Write out again only the lines running from the one that contains "Would you be able to indicate the black and" to the end of the records below, including both the first and the last.

--- --- ---

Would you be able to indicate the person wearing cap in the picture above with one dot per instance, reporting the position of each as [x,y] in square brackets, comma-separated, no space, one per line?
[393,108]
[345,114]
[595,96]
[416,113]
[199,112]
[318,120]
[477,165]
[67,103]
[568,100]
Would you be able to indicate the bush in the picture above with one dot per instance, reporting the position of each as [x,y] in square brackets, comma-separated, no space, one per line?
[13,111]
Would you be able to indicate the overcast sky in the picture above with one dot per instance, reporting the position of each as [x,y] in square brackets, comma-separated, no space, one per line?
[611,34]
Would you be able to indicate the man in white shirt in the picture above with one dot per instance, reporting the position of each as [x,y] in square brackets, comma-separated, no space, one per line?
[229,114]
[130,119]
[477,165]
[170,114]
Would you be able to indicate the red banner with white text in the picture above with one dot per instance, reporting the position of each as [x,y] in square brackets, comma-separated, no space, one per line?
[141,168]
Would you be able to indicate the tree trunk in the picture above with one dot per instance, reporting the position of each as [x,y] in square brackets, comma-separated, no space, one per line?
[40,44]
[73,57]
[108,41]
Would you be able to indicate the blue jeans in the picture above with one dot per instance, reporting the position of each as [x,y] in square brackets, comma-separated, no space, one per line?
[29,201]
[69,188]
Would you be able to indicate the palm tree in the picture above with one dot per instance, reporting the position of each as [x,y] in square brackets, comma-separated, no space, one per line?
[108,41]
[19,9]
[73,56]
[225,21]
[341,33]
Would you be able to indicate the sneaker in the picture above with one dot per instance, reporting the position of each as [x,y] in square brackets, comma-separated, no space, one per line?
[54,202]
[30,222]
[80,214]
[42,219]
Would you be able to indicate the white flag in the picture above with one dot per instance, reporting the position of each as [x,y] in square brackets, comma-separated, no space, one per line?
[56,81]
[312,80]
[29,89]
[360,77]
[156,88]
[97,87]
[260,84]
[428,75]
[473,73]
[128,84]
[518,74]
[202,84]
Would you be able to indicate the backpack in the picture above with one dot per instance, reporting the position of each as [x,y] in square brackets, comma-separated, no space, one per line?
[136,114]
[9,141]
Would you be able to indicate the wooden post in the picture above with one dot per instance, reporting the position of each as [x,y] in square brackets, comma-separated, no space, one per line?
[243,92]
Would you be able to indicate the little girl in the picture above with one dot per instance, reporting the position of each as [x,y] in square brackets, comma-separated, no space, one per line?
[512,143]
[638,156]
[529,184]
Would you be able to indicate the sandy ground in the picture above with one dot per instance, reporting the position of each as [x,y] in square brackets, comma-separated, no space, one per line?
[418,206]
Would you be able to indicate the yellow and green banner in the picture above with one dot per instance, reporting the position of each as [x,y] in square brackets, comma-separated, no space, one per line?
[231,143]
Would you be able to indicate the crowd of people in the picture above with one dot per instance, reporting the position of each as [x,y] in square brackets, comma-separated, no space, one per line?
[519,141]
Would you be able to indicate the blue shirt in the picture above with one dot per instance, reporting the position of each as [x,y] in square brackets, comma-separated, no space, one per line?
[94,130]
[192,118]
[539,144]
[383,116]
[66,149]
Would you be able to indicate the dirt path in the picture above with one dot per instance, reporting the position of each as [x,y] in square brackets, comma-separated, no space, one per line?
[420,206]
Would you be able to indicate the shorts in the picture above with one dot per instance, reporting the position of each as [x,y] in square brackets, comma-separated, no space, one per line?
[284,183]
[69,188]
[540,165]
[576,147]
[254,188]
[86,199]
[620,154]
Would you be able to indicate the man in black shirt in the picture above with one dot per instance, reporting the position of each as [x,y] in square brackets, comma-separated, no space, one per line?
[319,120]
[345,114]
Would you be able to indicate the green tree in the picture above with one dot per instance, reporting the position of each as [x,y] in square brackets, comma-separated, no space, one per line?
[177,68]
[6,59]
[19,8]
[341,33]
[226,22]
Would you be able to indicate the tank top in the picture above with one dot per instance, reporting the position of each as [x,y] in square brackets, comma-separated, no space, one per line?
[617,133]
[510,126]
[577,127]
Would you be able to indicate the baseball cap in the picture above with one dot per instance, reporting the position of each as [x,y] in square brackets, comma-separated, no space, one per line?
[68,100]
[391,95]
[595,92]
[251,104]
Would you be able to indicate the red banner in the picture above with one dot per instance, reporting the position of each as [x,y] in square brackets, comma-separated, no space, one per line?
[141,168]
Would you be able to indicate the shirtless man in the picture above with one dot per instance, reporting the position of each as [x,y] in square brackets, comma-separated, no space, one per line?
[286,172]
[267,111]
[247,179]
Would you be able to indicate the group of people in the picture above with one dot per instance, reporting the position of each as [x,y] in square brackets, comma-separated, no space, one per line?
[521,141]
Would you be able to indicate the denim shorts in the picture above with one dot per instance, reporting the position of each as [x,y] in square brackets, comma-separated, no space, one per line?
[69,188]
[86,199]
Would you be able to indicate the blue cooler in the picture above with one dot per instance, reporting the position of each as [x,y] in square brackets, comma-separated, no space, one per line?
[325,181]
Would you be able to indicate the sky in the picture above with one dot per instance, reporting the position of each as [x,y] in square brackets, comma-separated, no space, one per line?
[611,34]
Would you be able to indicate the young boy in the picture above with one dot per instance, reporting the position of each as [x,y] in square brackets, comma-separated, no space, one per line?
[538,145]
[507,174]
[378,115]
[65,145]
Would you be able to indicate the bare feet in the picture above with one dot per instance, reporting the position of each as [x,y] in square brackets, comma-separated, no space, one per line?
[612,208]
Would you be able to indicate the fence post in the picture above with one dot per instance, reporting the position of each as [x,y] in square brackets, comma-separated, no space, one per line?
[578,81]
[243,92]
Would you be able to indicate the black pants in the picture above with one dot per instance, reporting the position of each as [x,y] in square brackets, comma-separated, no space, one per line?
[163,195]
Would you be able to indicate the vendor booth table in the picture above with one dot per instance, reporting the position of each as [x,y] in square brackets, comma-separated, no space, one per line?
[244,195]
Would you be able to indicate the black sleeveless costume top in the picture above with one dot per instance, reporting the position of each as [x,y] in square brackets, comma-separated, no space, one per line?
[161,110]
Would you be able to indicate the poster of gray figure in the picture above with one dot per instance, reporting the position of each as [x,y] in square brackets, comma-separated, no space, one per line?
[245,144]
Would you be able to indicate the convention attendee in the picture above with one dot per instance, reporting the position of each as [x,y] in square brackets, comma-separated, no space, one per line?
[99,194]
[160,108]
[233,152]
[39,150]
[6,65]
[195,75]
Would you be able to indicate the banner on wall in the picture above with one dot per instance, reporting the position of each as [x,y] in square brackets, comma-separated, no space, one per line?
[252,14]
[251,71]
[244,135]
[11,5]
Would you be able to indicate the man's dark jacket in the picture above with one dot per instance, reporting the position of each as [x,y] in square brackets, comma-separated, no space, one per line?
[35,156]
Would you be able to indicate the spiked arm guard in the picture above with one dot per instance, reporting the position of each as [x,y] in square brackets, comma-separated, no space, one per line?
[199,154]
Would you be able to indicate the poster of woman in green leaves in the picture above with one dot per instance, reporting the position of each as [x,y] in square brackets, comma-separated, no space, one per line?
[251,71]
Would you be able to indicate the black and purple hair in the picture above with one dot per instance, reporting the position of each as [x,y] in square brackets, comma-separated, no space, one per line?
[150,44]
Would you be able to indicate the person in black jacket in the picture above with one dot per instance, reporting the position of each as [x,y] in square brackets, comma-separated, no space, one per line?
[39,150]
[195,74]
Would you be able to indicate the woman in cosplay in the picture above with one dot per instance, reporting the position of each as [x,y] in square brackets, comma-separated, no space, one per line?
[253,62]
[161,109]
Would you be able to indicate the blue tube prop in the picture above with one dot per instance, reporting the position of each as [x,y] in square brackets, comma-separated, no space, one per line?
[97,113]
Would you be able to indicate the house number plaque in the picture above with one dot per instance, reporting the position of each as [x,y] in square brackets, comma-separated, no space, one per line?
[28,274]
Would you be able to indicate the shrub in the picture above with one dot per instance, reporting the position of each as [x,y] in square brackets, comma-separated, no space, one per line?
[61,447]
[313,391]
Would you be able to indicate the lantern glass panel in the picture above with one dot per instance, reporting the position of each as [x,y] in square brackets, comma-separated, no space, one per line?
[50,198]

--- --- ---

- Exercise response:
Would you be able to indicate the black and purple hair in the picture above with one dot per instance, reporting the position of each as [x,y] in square brackets, comma-separated, no space, one per line?
[150,44]
Would you be able to indicate the person in black jacket in the picture above with one dot per instance, reporting the position of each as [x,y] in square brackets, comma-separated, no space, one per line?
[39,150]
[195,74]
Would you be able to indicate the woman in cosplay in the picture above with one dot per instance, reporting the position of each as [x,y] in square brackets, comma-separated, no space, one per line?
[253,62]
[161,109]
Would you be able to indicate the blue tube prop in the picture above with one dot per instance, reporting the position of each as [x,y] in square brackets, comma-separated, no space, one per line?
[97,113]
Would you be able to indicate the house number plaque in the picture above with one dot per instance, reporting the position of each as [x,y] in square brackets, comma-separated, no space, one per line?
[28,274]
Would you be able to indicate the shrub in the picture above with one dot per instance, reporting the position of each as [x,y] in square brackets, comma-separated, no space, one per line?
[61,447]
[313,391]
Would you be able to indicate the lantern glass panel in the picture above with one dot per instance, reporting the position of each as [x,y] in square brackets, comma-separated, no space, one per line?
[50,198]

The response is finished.